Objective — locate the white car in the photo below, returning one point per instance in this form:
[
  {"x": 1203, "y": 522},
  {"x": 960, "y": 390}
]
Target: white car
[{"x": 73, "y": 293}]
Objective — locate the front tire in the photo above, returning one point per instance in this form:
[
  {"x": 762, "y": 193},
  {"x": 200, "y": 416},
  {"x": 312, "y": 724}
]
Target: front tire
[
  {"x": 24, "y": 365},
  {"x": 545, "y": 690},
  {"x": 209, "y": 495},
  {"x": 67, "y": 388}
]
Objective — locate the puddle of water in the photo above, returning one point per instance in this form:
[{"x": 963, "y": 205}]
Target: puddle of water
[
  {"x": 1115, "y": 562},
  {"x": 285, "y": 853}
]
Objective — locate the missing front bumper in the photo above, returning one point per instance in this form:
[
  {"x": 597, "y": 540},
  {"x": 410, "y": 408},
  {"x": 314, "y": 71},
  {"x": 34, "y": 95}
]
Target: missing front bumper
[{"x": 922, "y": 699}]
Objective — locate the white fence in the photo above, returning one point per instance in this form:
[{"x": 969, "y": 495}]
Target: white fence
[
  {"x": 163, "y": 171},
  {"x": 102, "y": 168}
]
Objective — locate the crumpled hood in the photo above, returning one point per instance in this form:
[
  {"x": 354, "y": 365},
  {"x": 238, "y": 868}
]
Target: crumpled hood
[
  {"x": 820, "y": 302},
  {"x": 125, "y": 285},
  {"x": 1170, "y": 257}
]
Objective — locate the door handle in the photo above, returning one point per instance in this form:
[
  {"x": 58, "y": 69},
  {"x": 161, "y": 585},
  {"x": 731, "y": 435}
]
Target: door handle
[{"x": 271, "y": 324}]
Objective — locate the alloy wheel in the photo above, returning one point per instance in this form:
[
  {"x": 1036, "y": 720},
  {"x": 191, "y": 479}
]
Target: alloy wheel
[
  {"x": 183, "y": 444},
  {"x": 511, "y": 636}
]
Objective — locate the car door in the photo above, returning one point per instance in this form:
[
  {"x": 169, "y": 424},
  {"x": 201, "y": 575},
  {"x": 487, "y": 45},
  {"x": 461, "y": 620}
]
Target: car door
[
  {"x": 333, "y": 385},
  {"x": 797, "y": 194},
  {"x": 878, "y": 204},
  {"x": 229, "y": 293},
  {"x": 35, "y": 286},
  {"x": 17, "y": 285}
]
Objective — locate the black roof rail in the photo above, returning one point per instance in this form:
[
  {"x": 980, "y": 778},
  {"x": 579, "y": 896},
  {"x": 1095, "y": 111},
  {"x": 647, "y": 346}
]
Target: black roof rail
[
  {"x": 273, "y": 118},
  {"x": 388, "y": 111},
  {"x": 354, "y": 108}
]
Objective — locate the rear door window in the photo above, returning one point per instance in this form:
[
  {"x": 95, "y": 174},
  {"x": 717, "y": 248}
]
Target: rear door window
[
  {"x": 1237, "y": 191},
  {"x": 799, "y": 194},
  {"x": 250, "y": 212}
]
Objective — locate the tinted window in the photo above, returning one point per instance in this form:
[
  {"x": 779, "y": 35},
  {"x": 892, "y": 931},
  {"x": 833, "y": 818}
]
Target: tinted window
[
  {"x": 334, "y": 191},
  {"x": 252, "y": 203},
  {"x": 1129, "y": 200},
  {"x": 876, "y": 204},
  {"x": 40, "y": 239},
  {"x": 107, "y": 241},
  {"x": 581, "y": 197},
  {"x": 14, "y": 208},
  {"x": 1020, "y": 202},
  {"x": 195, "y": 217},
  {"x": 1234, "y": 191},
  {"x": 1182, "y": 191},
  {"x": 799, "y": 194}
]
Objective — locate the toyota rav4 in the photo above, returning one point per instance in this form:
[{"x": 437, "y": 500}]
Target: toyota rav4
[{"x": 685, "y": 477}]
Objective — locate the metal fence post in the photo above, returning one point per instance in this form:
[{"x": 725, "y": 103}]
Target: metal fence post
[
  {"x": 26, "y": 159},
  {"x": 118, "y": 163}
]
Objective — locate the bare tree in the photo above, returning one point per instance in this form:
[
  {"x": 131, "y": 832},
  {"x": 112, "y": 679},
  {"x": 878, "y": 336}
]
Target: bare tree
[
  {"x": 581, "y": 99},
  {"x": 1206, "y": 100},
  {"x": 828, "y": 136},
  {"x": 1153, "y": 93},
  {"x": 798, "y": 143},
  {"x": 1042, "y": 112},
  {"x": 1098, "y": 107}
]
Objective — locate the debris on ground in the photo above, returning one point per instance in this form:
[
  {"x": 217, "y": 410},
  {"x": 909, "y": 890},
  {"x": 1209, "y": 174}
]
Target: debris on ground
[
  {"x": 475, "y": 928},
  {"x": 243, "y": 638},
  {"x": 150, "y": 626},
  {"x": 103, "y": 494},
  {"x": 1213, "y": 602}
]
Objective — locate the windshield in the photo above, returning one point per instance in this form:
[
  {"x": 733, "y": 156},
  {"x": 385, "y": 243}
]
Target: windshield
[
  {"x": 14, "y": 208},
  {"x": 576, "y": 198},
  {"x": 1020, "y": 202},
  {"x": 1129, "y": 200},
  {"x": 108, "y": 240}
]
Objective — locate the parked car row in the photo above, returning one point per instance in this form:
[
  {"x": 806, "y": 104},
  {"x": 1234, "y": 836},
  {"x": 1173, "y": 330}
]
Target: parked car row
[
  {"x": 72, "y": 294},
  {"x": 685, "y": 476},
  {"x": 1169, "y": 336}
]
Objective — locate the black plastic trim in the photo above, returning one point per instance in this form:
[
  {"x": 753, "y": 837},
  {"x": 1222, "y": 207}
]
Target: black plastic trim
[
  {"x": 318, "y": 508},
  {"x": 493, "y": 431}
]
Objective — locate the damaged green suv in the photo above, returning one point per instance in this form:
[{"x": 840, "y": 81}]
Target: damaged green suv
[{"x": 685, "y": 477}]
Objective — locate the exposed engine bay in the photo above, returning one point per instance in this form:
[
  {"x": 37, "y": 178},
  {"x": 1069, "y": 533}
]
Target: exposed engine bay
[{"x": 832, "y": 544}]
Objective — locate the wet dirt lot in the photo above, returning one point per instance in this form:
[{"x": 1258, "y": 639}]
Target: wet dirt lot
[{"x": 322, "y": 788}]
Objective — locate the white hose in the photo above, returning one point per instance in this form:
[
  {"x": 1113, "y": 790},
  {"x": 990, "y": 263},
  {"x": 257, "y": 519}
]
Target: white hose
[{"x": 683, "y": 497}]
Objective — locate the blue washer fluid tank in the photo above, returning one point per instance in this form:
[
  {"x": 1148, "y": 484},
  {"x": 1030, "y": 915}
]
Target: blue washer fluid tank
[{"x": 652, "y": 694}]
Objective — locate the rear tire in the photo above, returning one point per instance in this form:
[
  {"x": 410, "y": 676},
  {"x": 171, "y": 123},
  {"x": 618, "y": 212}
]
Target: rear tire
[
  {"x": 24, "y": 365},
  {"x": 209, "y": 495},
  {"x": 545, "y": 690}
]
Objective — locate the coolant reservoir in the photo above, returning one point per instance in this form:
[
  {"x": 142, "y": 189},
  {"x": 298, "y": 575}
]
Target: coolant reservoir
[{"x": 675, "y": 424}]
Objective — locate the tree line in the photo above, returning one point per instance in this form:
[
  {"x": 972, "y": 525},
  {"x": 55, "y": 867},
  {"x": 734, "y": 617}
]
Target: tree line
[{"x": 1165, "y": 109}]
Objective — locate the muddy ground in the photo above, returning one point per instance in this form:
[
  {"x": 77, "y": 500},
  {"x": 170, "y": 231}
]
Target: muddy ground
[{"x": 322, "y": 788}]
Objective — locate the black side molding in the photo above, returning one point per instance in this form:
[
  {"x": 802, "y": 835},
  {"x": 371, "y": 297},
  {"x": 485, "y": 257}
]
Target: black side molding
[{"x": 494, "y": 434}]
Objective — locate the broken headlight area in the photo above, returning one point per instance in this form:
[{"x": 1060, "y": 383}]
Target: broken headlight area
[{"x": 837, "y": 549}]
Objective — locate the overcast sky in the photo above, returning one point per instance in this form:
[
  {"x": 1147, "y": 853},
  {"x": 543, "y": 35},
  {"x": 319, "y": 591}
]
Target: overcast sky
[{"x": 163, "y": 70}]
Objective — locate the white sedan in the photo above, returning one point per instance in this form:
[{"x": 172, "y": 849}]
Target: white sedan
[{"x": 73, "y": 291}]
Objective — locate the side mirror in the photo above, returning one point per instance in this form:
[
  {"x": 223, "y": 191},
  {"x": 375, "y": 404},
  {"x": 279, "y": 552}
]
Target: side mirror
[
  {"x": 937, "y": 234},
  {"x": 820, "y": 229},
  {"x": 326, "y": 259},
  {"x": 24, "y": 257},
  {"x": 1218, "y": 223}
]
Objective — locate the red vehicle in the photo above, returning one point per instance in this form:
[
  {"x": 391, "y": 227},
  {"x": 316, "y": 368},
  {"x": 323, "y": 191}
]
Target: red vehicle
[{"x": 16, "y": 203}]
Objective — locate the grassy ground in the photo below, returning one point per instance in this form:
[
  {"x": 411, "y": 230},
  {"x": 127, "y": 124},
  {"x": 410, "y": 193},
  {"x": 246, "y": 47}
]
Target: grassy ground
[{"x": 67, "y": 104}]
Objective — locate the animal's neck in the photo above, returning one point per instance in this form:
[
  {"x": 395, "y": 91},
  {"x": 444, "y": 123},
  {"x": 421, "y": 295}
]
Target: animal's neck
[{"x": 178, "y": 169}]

++++++++

Copy the items again, from the line containing "Objective — locate the animal's" through the end of the items, including the requests. In the answers only, multiply every x and y coordinate by 1.55 and round to whole numbers, with halves rounded up.

**ANSWER FOR THIS EXERCISE**
Objective — locate the animal's neck in the photo above, returning one point per instance in this form:
[
  {"x": 395, "y": 91},
  {"x": 444, "y": 123},
  {"x": 421, "y": 295}
]
Target: animal's neck
[{"x": 276, "y": 262}]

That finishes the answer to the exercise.